● **What is being asked**:
Output every record again so that it matches the original word for word.

Natural-language object grounding data:
□ □ □ □ □ □ □

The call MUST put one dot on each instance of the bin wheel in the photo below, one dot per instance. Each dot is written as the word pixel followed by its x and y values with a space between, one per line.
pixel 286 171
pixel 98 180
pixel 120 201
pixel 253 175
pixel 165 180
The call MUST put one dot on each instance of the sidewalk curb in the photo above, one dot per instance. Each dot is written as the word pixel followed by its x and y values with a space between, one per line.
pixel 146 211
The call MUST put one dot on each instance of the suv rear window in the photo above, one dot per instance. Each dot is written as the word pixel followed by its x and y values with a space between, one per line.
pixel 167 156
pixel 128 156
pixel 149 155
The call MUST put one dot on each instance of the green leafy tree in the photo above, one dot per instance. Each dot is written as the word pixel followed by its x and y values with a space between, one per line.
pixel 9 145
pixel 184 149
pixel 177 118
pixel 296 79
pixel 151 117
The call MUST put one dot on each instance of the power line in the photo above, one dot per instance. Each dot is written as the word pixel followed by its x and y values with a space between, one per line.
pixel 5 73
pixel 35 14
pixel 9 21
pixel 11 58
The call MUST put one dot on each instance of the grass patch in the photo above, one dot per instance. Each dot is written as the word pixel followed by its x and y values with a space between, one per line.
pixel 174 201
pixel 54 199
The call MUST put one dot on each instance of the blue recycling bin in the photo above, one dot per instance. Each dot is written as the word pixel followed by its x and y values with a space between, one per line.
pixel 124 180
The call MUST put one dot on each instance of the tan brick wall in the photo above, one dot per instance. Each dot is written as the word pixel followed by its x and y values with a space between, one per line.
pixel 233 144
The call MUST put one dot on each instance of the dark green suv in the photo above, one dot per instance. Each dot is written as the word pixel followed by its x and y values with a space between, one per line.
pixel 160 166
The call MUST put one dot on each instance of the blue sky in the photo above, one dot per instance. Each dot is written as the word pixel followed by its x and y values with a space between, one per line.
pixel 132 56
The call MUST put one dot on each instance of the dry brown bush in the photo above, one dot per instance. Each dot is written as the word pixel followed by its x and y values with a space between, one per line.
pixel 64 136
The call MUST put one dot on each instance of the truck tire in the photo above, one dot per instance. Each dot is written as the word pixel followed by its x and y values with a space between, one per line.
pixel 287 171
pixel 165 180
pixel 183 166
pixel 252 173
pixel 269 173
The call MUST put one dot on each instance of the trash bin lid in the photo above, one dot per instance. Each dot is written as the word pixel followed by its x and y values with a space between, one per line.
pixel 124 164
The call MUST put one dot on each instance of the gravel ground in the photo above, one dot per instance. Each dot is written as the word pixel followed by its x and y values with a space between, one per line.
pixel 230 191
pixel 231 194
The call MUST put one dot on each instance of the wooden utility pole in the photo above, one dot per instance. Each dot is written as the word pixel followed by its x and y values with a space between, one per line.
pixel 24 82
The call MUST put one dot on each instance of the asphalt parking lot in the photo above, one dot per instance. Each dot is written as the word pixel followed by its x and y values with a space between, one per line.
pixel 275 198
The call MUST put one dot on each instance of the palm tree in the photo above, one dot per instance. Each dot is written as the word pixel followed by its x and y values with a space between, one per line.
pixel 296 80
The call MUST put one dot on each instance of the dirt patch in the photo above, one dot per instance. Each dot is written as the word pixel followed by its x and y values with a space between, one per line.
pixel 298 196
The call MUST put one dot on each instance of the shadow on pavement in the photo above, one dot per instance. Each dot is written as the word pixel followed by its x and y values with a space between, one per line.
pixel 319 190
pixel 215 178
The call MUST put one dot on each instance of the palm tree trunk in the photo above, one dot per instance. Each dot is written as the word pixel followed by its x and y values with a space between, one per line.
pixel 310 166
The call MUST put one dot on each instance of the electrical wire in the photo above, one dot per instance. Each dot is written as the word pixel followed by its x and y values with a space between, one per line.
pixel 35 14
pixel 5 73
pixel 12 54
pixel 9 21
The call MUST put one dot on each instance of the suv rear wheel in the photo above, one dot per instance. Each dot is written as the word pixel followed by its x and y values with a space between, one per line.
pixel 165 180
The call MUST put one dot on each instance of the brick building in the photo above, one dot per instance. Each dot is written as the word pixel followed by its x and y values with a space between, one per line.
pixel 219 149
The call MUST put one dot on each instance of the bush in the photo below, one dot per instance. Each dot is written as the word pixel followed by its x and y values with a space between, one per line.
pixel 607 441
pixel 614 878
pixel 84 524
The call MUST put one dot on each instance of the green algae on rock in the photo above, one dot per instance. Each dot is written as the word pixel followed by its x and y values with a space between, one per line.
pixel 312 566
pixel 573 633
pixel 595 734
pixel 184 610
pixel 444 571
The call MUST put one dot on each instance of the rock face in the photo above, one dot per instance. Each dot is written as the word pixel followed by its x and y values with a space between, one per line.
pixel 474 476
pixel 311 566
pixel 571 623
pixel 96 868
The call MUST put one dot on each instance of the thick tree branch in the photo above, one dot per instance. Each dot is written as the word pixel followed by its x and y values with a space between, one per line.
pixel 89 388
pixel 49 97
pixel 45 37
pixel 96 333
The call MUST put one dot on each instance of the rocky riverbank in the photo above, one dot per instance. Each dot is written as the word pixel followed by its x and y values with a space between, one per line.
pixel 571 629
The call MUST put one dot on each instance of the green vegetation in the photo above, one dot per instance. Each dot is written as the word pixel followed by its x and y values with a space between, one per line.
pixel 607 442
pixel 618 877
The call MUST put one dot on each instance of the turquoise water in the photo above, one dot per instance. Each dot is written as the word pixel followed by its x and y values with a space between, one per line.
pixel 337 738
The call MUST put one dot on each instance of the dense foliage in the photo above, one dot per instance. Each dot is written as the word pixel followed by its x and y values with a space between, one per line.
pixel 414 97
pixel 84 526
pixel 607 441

□ □ □ □ □ □ □

● **Response to this task**:
The call MUST put one dot on each instance of the bin wheel in the photo below, one dot per instance. Each dot is written as the word pixel followed by its x and y values with a space between, one per line.
pixel 286 171
pixel 98 180
pixel 120 201
pixel 253 175
pixel 165 180
The call MUST put one dot on each instance of the sidewalk curb in the photo above, one dot per instance. Each dot is written as the word pixel followed by its x and y values with a space between, one per line.
pixel 146 211
The call MUST put one dot on each instance of the suv rear window in the photo above, one dot per instance. Each dot is written as the word pixel followed by its x and y values with a space between, one per line.
pixel 167 156
pixel 128 156
pixel 149 155
The call MUST put one dot on each instance of the green leafy tree in the photo above, one dot per instance. Each dot is written as the word pixel followed by its x and y values with a space between, one per line.
pixel 9 145
pixel 184 149
pixel 177 118
pixel 296 79
pixel 151 117
The call MUST put one dot on each instance of the power line in the photo above, one dot per instance. Each dot is written as the word pixel followed by its x and y values with a space between, one per line.
pixel 5 73
pixel 35 14
pixel 9 21
pixel 11 58
The call MUST put one dot on each instance of the grass patch in the photo above, one dot per instance. Each dot is written as the word pixel followed by its x and y values with a space between, one per line.
pixel 174 201
pixel 54 199
The call MUST put one dot on each instance of the blue recycling bin in the photo above, one dot per instance. Each dot is written as the word pixel followed by its x and y values with a space between, one per line.
pixel 124 180
The call MUST put one dot on each instance of the tan brick wall in the photo above, one dot per instance. Each dot is written as the word pixel followed by its x and y values with a space between, one per line.
pixel 233 144
The call MUST put one dot on each instance of the dark green suv in the photo above, one dot per instance. Each dot is written as the word pixel followed by its x and y values with a space between, one per line.
pixel 160 166
The call MUST put one dot on each instance of the blue sky in the photo above, one dot per instance. Each dot is written as the word pixel followed by its x and y values with a space between, one per line.
pixel 132 56
The call MUST put one dot on each instance of the dry brown bush in the photo above, one dot per instance. Each dot is written as the word pixel followed by its x and y values with a space between, one per line.
pixel 64 136
The call MUST put one dot on each instance of the truck tire in the photo above, one dot per instance. Each dot is written as the word pixel followed by its x and y values with a space between, one per line.
pixel 287 171
pixel 165 180
pixel 183 166
pixel 252 173
pixel 269 173
The call MUST put one dot on each instance of the trash bin lid in the photo above, one dot per instance. Each dot is written as the word pixel followed by its x and y values with a space between, one per line.
pixel 124 164
The call MUST put one dot on each instance of the gravel ground in the photo above, one dot per instance. Each dot is written as the word pixel followed by its x and y values with a space between, one per line.
pixel 230 191
pixel 231 194
The call MUST put one dot on each instance of the wooden utility pole in the photo above, one dot per instance. Each dot is written as the word pixel followed by its x and y values with a space between, one per line.
pixel 24 82
The call MUST put one dot on each instance of the asphalt parking lot in the photo above, one dot per instance. Each dot is written as the word pixel followed by its x and y values with a space between, one per line.
pixel 275 198
The call MUST put one dot on each instance of the palm tree in the photo above, one dot per instance. Each dot is written as the word pixel followed by its x and y values with a space between, one per line.
pixel 296 80
The call MUST put one dot on each instance of the dirt patch in the photo above, one dot per instance. Each dot is written as the word pixel followed by its x and y values with a space between, one per line.
pixel 298 196
The call MUST put one dot on each instance of the shadow on pavement in the photo above, one dot per instance. Each dot is written as the word pixel followed by its x and y values with a space between, one per line.
pixel 319 190
pixel 215 178
The call MUST put one dot on each instance of the palm tree trunk in the photo above, one dot per instance. Each dot is written as the word pixel followed by its x and y values with a space between, one per line.
pixel 310 166
The call MUST put one dot on each instance of the electrical wire in the photo above, one dot per instance. Each dot is written as the word pixel followed by its x and y values with a space between, one per line.
pixel 35 14
pixel 5 73
pixel 12 54
pixel 9 21
The call MUST put one dot on each instance of the suv rear wheel in the photo above, one dot per instance. Each dot is written as the word pixel followed by its x and y values with a space between, one per line.
pixel 165 180
The call MUST put one dot on each instance of the brick building in the photo above, one dot per instance. Each dot is written as the word pixel followed by its x and y values with a space between, one per line.
pixel 219 149
The call MUST put one dot on each instance of the bush in the photo below, one dot per instance. Each dot is written as the word pixel followed by its x and y values with a space between, one per line.
pixel 607 441
pixel 614 878
pixel 84 524
The call MUST put one dot on each instance of the green algae on rock in the photo above, one dot per instance. Each dot is written as the word pixel followed by its x and y values with a space between, one per line.
pixel 312 566
pixel 573 633
pixel 595 734
pixel 184 610
pixel 444 571
The call MUST put one dot on each instance of the rock face in the photo above, one dot per instance. Each dot is written as the word pixel followed by its x and y values with a space between, one per line.
pixel 474 476
pixel 311 566
pixel 571 623
pixel 96 868
The call MUST put one dot on each instance of the thick tree branch in the photo above, one dot per instance. Each dot is written as the word pixel followed by its x and y values with a space between, one per line.
pixel 89 388
pixel 49 97
pixel 45 37
pixel 96 333
The call MUST put one dot on each instance of the rocky riverbank in the photo above, one dot per instance. Each dot is written as the word pixel followed by its x and y values with a space between, one per line.
pixel 571 629
The call MUST put one dot on each instance of the green vegetation in the photo above, one dot per instance. Each dot is written as the word pixel followed by its x and y values with a space between, one per line.
pixel 607 442
pixel 618 877
The call MUST put one dot on each instance of the turquoise water in the photo above, one dot per instance. Each dot is written as the word pixel followed by its x and y values with a space between, one per line.
pixel 337 738
The call MUST put one dot on each instance of the dense foliage in the photo above, one dot per instance. Each dot is written as the word pixel followed by its x and y values with a space between, one per line.
pixel 414 97
pixel 84 526
pixel 607 441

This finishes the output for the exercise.